Passage given
▬▬▬▬▬▬

Margaret Louise Hines (October 15, 1909 – December 23, 1985), also known as Marjorie Hines or Margie Hines, was an American animation voice artist. 

She was known for her work at Fleischer Studios, where she was the original voice of Betty Boop, (although Little Ann Little erroneously claimed to have been the first and longest serving voice artist), Hines served from 1930 until 1932 and again from 1938 until 1939, before voicing Olive Oyl and Swee' Pea in the Popeye the Sailor cartoons from 1938 to 1944. She also provided the voices for Fleischer's animated films Gulliver's Travels and Mr Bug Goes to Town.

Career 
Hines was the original voice actress for Fleischer's cartoon character Betty Boop, whilst she was touring vaudeville she was heard by vocalist Billy Murray, an employee at Fleischer studio who suggested she was the right choice for the voice of the character she made her who debut in the cartoon short Dizzy Dishes in 1930, studio head Max Fleischer hired Hines, as she was a Helen Kane sound-alike, and Kane was the basis for the character, who in turn based her act on singer and child entertainer Baby Esther. Hines and several other actress voiced Betty until Mae Questel took over the role in 1931.

Beginning in 1932, Hines also did vocals for Aesop's Film Fables and Tom and Jerry produced by Van Beuren Studios. Her Van Beuren credits were erroneously attributed to Bonnie Poe, another actress who'd worked for Fleischer on Betty Boop cartoons.

▬▬▬▬▬▬

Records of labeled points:
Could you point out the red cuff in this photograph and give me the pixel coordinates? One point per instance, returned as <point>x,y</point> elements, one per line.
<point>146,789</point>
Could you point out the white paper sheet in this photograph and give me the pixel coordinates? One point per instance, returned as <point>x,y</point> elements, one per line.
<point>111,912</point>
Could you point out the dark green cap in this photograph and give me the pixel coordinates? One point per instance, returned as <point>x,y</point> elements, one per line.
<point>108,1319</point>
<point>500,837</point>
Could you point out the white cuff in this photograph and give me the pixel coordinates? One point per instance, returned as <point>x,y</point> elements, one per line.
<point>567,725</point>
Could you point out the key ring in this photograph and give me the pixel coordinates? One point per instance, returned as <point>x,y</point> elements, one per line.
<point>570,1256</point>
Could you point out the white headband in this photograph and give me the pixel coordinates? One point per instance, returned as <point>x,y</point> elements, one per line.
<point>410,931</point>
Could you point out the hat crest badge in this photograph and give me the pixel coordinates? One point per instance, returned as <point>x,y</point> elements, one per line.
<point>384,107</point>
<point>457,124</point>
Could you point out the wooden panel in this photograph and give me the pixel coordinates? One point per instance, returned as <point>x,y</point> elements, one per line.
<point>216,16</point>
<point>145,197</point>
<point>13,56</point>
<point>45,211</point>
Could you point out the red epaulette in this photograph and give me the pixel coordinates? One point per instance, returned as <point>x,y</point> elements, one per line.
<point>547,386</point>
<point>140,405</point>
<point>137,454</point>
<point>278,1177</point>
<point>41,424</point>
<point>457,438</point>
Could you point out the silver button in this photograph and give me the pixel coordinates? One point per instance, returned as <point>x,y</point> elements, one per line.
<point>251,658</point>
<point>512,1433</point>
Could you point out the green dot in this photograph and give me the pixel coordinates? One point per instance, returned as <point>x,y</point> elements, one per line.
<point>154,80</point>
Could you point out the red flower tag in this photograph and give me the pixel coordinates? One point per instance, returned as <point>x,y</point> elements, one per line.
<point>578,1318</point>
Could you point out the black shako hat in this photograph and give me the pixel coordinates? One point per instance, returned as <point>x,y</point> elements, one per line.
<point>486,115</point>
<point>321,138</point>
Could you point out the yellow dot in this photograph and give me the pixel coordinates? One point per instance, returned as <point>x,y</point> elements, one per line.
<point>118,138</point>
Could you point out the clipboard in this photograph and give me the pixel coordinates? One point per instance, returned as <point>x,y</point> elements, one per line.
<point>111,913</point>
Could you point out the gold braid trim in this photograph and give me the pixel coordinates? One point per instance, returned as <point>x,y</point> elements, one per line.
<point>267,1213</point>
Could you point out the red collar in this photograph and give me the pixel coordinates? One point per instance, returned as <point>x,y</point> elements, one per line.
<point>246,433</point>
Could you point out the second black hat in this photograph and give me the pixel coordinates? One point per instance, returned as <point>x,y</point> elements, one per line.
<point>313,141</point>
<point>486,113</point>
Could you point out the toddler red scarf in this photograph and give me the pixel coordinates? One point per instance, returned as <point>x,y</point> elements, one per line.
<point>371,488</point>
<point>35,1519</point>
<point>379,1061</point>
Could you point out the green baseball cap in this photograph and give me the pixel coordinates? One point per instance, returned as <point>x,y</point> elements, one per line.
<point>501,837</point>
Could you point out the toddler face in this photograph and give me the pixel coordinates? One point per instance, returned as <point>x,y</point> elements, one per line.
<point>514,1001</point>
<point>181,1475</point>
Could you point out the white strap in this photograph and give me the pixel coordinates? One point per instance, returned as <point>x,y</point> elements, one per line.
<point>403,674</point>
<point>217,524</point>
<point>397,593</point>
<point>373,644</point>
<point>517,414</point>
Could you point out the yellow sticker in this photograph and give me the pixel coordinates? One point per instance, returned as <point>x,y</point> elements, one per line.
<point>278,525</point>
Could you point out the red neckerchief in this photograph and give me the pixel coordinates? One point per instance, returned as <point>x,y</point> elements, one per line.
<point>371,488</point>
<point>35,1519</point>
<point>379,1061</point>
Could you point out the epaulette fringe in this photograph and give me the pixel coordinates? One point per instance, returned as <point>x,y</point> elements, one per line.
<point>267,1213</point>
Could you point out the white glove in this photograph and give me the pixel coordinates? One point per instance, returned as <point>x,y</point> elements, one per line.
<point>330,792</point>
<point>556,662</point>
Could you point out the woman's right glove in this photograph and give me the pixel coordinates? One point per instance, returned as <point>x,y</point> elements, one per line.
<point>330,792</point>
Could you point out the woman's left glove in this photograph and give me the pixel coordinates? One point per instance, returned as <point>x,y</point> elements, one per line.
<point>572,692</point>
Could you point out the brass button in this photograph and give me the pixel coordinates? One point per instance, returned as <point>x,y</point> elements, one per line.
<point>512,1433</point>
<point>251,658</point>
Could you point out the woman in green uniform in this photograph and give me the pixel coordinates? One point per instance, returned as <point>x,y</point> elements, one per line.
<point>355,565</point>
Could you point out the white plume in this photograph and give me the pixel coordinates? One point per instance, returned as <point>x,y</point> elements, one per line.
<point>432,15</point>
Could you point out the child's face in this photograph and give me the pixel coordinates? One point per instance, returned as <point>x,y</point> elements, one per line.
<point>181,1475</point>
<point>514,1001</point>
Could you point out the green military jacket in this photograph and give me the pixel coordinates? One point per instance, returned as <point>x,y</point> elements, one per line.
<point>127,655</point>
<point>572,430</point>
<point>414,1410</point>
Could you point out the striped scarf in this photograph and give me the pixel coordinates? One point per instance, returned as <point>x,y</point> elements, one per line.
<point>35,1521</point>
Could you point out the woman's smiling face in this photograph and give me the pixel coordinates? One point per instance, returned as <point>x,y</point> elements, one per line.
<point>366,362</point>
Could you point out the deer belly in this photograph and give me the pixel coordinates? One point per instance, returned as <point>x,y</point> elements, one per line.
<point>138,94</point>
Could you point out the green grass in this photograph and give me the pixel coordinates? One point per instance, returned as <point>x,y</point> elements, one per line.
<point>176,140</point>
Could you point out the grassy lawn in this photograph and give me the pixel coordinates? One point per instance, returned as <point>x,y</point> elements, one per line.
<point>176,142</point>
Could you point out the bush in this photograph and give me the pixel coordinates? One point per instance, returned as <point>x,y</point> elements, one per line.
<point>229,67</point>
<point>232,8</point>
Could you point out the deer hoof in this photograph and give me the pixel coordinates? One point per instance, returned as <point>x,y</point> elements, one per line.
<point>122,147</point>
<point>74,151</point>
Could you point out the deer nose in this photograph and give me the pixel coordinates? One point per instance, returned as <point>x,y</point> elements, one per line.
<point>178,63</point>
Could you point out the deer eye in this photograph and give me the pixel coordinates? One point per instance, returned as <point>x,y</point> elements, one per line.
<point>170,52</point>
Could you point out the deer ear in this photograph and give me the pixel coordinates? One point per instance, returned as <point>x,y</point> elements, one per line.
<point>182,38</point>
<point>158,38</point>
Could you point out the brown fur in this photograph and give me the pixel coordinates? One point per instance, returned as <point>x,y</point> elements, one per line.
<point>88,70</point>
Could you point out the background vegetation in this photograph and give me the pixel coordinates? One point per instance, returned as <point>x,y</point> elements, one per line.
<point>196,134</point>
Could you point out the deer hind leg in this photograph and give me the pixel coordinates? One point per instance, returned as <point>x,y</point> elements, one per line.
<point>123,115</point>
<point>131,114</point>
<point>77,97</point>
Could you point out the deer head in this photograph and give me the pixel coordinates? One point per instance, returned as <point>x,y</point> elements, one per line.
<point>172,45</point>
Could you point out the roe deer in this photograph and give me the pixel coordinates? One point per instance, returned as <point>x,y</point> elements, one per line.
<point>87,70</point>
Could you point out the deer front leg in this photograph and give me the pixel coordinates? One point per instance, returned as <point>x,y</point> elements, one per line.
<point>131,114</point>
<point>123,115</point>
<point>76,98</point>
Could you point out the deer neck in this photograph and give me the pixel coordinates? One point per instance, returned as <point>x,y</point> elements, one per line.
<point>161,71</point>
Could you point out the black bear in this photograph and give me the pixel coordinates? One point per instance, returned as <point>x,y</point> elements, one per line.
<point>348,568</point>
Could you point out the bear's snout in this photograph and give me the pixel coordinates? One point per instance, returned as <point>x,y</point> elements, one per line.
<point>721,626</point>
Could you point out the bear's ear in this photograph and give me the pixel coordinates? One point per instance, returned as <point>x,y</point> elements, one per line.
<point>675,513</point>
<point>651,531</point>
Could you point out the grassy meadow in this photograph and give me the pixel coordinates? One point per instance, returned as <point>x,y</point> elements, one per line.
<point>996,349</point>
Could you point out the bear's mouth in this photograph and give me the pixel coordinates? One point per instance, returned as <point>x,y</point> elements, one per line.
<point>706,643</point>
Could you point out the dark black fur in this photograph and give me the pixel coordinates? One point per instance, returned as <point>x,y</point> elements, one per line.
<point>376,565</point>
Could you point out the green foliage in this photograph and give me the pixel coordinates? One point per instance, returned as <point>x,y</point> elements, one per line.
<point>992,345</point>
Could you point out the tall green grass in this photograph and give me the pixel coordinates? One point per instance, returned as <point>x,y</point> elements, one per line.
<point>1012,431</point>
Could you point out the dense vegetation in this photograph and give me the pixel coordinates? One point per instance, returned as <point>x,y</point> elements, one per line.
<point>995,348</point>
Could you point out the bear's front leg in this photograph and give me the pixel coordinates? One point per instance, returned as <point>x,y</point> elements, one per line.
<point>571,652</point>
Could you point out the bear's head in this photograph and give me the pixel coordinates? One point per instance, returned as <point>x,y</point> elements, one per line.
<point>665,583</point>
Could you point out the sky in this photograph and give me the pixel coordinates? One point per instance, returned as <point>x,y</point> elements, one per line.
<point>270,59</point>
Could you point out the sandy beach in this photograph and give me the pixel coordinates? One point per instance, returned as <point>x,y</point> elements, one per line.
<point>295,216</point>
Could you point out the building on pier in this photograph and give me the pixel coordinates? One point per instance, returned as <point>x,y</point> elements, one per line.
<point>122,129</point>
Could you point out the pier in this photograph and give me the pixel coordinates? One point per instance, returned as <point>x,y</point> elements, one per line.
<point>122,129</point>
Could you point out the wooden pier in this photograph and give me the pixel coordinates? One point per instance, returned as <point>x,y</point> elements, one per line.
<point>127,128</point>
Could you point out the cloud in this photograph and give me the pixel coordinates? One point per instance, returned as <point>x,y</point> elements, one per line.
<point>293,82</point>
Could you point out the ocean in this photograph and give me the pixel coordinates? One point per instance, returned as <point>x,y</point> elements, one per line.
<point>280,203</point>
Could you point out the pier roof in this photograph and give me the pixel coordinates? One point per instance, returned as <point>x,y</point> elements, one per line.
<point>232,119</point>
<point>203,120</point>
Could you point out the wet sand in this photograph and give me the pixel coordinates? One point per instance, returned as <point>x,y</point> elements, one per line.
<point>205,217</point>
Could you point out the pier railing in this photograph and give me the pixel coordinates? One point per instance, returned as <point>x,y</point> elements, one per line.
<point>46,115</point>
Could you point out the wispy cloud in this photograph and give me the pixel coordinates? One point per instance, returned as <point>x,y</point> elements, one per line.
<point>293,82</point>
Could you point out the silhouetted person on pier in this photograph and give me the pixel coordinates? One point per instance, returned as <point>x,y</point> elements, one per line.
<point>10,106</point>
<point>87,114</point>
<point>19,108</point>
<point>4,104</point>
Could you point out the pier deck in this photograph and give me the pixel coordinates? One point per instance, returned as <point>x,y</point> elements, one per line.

▬▬▬▬▬▬

The task
According to the biography, which studio produced the Aesop's Film Fables and Tom and Jerry cartoons that Hines did vocals for? Please answer in a few words. Rely only on the biography for your answer.

Result below
Van Beuren Studios.